# STUDY TEXT
+++++

OCR_LOCAL is a forensic-grade OCR platform for high-volume, mixed-format document processing. It turns scans, PDFs, and images into searchable, auditable outputs with deterministic fallback behavior, language-aware OCR routing, and optional enrichment layers.
The project exists to solve three hard problems at once:
- Preserve evidentiary integrity when OCR quality is inconsistent.
- Process large document sets without losing recoverability after failures.
- Serve both local batch workflows and distributed queue-based workloads.
Note
This docs suite reflects the broader canonical docs refresh for the current branch.

+++++

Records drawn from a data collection
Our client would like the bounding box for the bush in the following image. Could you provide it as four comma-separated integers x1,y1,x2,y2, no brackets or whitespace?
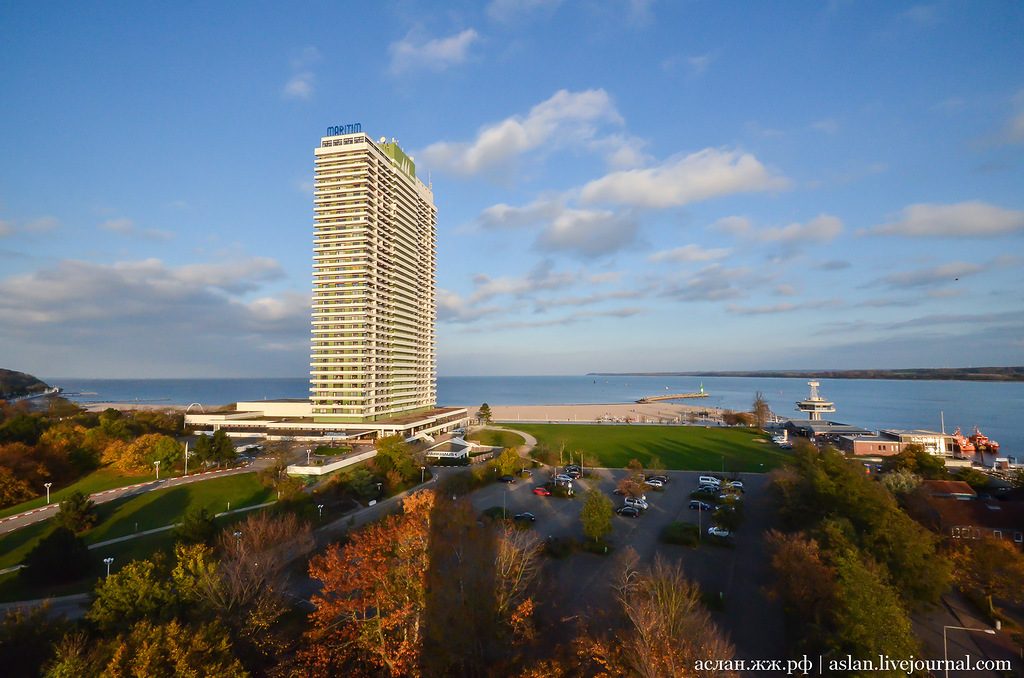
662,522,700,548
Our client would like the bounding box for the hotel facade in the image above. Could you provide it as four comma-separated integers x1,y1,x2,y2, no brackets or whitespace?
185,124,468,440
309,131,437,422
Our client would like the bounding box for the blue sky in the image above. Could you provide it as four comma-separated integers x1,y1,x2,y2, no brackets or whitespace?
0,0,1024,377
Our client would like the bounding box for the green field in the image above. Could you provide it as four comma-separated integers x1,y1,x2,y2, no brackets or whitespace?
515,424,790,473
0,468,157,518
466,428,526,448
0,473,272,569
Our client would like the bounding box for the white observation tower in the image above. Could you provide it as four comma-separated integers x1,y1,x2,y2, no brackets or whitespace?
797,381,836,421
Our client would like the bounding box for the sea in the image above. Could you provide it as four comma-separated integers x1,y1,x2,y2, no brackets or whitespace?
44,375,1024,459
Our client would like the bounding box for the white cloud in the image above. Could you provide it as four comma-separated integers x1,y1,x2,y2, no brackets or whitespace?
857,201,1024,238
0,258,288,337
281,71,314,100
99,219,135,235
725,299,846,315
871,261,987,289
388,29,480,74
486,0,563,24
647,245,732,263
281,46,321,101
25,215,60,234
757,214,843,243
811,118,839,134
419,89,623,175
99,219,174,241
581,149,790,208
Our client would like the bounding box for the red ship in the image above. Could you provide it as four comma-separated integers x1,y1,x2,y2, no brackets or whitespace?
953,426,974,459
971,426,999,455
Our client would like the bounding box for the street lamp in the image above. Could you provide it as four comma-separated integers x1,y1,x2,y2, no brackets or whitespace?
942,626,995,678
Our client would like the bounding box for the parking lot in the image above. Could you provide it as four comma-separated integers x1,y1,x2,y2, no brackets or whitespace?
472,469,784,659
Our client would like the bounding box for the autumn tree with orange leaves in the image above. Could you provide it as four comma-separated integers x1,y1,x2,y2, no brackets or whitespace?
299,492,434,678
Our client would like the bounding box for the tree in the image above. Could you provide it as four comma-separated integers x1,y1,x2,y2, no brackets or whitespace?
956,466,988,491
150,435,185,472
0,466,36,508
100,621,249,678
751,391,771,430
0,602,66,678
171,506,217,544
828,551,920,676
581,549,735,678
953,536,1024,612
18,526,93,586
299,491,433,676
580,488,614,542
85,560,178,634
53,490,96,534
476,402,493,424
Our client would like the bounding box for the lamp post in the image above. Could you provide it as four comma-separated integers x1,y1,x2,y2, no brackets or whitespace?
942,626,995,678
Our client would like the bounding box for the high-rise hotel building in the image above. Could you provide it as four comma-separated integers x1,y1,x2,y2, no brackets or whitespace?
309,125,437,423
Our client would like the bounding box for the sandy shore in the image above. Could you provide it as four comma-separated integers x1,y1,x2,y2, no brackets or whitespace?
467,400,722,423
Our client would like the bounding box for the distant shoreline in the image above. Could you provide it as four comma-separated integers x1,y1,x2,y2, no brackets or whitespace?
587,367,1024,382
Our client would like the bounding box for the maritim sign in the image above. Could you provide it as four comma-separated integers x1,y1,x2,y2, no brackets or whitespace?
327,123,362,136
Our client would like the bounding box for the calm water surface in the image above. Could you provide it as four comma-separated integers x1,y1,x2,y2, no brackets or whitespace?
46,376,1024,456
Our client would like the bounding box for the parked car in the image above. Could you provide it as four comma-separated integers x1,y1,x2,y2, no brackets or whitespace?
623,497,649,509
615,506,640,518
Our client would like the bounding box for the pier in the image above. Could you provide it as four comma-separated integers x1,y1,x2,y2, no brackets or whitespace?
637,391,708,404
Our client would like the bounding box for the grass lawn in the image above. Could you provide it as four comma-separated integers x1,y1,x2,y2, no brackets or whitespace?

+++++

# ASSIGNMENT
Copy the stretch of the OCR_LOCAL overview from "The project exists" through "the current branch.", word for word. Work from the OCR_LOCAL overview alone.

# EXERCISE ANSWER
The project exists to solve three hard problems at once:
- Preserve evidentiary integrity when OCR quality is inconsistent.
- Process large document sets without losing recoverability after failures.
- Serve both local batch workflows and distributed queue-based workloads.
Note
This docs suite reflects the broader canonical docs refresh for the current branch.